- [WHAT IS EXPECTED]:
Extract every line of the records below verbatim, with no changes or omissions.

- [PROVIDED RECORDS]:
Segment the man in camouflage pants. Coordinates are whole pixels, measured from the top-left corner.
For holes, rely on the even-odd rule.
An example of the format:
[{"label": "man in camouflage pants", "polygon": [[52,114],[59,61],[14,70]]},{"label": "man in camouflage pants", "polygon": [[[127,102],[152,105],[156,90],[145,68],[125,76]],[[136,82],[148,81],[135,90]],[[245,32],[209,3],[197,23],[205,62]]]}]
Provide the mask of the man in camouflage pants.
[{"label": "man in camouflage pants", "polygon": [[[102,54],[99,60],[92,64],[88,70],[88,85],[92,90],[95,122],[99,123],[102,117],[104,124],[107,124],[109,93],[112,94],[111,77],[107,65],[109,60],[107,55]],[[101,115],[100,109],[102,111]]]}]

- [WRITTEN SOLUTION]:
Segment the man in camouflage pants. Coordinates are whole pixels, measured from the top-left corner.
For holes, rely on the even-odd rule.
An example of the format:
[{"label": "man in camouflage pants", "polygon": [[52,114],[59,61],[14,70]]},{"label": "man in camouflage pants", "polygon": [[[127,102],[152,105],[156,90],[145,68],[125,76]],[[136,82],[148,81],[135,90]],[[245,32],[209,3],[197,23],[205,62]]]}]
Provide the mask of the man in camouflage pants.
[{"label": "man in camouflage pants", "polygon": [[[102,54],[99,60],[92,64],[88,70],[88,85],[92,90],[95,122],[99,123],[102,117],[104,124],[107,124],[109,93],[112,94],[111,77],[107,65],[109,60],[107,55]],[[101,115],[100,109],[102,111]]]}]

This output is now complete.